ОТРЫВОК О ГИМНАЗИИ »
※ ※ ※
Все это не могло не укрепить нас в убеждении, что гимназическое учение — бесплодное толчение воды, что преподается нам наука неподлинная, ненастоящая, и что истинное знание есть именно то, которое в гимназии или не преподается вовсе или является в ней запретным плодом. Результаты толстовской гимназии были прямо противоположны тем, коих она добивалась. Если бы естественные науки не подвергались гонению в средней школе, они, разумеется, не пользовались бы там и малой долей той популярности, какою они пользовались.

Будучи гимназистами VI-ro класса, мы были убеждены, что истинная наука — только естествознание.

Разумеется, тут происходило полное смешение положительной науки с философией; мыслящие ученики старших классов гимназии думали, что только путем [45] изучения естественных наук можно составить ceбе научное миросозерцание.
※ ※ ※
ФРАГМЕНТЫ ЗАПИСЕЙ »
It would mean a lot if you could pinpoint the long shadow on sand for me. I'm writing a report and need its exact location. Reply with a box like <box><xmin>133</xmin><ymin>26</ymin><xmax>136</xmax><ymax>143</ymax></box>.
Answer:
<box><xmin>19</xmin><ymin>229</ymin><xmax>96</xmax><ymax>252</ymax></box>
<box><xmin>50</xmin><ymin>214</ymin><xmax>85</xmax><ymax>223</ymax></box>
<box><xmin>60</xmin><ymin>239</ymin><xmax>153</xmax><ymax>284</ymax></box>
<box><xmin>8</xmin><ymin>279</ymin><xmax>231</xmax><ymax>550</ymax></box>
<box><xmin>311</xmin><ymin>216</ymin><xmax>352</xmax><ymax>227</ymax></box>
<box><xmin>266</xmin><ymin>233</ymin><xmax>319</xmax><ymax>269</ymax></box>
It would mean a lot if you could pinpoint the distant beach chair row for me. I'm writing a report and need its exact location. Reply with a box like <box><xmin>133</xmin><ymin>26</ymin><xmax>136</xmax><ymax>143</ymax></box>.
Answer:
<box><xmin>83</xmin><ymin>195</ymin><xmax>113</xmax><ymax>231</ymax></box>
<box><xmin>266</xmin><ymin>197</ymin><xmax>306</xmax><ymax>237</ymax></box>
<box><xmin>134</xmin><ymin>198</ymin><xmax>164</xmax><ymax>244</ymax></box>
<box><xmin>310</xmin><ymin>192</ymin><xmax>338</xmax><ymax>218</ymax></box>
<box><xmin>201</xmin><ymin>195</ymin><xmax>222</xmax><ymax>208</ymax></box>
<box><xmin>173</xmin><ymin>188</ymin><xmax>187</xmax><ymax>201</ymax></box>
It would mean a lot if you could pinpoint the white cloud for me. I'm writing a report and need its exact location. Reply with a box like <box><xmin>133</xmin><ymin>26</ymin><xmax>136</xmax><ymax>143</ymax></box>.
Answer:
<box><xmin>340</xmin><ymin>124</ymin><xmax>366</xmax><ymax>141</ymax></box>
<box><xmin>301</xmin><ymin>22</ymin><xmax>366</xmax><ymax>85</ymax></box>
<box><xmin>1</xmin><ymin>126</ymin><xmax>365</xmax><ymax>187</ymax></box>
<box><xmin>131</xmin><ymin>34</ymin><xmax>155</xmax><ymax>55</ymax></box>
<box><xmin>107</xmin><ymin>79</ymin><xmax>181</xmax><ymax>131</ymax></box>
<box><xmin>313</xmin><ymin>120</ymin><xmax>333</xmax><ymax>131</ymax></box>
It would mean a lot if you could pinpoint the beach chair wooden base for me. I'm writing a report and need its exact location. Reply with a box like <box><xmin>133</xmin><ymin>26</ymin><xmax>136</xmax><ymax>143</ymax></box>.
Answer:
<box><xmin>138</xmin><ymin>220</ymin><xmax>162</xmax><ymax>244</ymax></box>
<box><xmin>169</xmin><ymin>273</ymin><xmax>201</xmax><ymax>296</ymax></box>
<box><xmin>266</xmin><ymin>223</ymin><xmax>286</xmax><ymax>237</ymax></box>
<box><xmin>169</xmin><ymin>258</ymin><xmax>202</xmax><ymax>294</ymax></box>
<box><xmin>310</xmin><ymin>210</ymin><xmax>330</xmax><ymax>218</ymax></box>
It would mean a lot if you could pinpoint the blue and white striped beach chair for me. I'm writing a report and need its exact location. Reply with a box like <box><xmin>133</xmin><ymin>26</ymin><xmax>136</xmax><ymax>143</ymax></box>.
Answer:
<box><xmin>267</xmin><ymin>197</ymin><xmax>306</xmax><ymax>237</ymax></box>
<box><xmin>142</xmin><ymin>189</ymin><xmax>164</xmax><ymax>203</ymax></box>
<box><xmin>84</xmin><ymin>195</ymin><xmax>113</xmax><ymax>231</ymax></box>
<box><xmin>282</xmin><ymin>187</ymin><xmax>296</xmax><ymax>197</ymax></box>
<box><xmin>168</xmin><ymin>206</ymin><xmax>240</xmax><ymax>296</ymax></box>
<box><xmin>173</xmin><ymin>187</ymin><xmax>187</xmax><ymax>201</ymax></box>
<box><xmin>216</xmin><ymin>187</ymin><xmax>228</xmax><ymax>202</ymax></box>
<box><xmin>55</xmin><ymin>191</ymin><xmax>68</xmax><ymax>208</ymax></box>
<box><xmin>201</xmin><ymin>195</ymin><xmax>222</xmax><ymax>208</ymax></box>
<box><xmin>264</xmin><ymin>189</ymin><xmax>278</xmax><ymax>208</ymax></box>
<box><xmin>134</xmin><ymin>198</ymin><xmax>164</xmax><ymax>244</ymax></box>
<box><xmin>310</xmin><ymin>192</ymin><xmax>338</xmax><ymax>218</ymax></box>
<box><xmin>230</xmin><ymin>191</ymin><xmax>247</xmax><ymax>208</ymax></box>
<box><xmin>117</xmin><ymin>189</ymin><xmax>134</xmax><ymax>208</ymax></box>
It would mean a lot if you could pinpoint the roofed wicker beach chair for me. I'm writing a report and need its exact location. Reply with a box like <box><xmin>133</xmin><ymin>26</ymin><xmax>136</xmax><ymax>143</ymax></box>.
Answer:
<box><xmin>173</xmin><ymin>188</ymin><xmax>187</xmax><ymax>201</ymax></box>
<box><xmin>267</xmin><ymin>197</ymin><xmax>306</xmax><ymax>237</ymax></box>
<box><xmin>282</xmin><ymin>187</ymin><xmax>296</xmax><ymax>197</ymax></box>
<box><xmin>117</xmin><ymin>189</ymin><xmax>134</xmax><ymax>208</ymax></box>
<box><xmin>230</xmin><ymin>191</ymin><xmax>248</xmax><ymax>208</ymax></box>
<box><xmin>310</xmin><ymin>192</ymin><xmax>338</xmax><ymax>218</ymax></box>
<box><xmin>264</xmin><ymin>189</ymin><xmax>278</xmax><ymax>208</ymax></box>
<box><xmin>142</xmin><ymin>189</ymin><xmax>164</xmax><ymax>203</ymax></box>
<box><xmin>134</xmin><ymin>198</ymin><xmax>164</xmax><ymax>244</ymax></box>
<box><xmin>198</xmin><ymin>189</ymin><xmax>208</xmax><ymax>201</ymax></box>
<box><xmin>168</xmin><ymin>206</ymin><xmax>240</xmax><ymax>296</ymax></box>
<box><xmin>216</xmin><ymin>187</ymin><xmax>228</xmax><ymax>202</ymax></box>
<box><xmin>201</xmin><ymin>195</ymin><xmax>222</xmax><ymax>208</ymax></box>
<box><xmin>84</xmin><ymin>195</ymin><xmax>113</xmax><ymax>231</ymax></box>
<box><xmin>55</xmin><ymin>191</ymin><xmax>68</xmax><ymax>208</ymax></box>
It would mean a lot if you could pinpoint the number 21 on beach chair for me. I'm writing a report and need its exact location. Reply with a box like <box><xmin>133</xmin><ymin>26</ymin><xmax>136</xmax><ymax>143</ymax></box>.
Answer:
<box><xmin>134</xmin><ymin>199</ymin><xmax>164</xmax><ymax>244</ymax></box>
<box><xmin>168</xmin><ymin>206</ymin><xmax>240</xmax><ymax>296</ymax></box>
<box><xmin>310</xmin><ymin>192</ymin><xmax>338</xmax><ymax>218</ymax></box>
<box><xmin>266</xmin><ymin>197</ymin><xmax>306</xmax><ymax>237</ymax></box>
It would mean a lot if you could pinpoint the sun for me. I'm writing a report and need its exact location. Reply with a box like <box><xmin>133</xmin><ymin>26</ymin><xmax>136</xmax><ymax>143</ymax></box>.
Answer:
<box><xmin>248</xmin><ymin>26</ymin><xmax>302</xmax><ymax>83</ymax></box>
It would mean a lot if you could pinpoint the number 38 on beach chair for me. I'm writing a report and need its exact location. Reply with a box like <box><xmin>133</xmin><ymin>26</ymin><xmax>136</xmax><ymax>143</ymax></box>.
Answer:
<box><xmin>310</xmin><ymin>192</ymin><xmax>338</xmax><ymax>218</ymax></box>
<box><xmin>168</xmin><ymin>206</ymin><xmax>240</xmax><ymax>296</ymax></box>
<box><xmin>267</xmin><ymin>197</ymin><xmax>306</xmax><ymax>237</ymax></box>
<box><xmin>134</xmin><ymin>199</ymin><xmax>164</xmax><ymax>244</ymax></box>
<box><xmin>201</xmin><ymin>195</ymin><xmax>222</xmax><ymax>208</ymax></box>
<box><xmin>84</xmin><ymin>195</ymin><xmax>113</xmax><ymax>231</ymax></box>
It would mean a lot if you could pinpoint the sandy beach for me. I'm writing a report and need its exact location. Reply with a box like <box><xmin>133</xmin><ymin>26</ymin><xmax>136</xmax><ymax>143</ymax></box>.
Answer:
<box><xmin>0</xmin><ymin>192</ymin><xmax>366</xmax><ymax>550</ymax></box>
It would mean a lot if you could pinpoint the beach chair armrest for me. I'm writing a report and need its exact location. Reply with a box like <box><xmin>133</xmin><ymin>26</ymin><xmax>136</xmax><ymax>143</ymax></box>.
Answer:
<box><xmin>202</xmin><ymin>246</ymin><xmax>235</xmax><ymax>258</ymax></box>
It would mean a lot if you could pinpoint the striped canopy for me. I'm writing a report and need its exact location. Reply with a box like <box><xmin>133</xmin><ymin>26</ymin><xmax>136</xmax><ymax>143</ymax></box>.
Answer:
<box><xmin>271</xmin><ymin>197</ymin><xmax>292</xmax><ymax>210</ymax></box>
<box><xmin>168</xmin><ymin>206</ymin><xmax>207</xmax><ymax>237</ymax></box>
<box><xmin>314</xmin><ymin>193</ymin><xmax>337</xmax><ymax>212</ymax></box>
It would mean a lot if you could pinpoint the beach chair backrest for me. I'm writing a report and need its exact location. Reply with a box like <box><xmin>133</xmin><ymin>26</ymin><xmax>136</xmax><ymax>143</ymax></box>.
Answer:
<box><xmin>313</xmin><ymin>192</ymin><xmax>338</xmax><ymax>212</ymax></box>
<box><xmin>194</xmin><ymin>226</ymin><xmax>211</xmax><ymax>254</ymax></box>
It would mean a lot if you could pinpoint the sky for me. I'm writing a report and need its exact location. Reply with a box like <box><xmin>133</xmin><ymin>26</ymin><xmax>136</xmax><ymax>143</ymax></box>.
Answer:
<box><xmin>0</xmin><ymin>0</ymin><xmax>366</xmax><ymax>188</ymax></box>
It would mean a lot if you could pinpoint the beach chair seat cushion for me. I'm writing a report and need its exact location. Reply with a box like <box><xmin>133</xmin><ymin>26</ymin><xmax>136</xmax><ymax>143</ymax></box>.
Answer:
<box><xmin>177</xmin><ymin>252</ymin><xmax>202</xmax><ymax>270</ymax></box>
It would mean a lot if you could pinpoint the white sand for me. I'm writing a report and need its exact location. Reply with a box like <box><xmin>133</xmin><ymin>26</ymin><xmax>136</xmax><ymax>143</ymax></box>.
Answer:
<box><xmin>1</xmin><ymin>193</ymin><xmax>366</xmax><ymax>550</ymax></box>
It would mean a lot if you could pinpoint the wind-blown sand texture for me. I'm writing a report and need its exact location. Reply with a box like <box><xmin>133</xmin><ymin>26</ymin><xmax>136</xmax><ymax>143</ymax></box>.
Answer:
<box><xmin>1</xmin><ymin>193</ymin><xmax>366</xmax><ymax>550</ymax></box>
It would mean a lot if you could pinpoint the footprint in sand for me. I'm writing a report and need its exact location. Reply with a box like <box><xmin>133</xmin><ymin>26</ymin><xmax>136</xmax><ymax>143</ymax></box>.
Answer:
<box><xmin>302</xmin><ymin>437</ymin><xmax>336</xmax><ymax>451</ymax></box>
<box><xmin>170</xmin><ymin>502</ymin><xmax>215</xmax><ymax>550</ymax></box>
※ ※ ※
ЧТО СДЕЛАТЬ »
(a) Верните из отрывка о гимназии дословно фрагмент, начиная со слов «Разумеется, тут происходило» и заканчивая словами «ceбе научное миросозерцание.».
(b) Напишите продолжение отрывка о гимназии, которое начинается сразу после его последнего предложения.
Записи здесь не понадобятся.

ОТВЕТЫ »
(a)
Разумеется, тут происходило полное смешение положительной науки с философией; мыслящие ученики старших классов гимназии думали, что только путем [45] изучения естественных наук можно составить ceбе научное миросозерцание.

(b)
Помню, как мы с братом увлекались попыткой Бокля преобразовать историю путем внесения в нее методов естественнонаучного исследования. Мы зачитывались Дарвином и Спенсером, пытались ознакомиться с анатомией человеческого тела по купленному братом анатомическому атласу. Помнится, моя мать, с тревогою следившая за нашими умствованиями, внушала нам мысль, что нехорошо жить одним умом, надо жить больше сердцем, на что мой брат отвечал: «что такое сердце, мама: это полый мускул, разгоняющий кровь вниз и вверх по телу».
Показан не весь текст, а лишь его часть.